# [Source material]
● ● ● ●
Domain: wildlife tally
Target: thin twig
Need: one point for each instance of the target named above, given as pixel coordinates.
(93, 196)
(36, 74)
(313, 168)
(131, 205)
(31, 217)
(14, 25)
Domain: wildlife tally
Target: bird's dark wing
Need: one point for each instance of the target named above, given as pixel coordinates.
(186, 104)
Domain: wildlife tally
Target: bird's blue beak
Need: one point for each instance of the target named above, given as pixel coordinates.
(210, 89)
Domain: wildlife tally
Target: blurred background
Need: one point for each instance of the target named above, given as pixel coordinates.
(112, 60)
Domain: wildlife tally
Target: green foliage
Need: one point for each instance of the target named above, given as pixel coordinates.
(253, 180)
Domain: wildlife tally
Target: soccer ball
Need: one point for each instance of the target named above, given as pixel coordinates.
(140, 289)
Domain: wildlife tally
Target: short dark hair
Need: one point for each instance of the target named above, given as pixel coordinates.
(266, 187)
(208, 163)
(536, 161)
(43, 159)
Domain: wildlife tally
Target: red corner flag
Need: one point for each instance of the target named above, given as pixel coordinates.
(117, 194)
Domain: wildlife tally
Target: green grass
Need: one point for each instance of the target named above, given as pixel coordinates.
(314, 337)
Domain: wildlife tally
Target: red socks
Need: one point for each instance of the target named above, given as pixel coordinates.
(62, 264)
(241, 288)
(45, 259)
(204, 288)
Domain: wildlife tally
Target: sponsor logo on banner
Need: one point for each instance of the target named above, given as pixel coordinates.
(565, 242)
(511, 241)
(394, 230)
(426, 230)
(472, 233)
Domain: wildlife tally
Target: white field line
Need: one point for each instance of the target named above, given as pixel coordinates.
● ● ● ●
State how many lines in the rows above contain the string "dark", matching case exactly, and give only the number.

# [Response]
2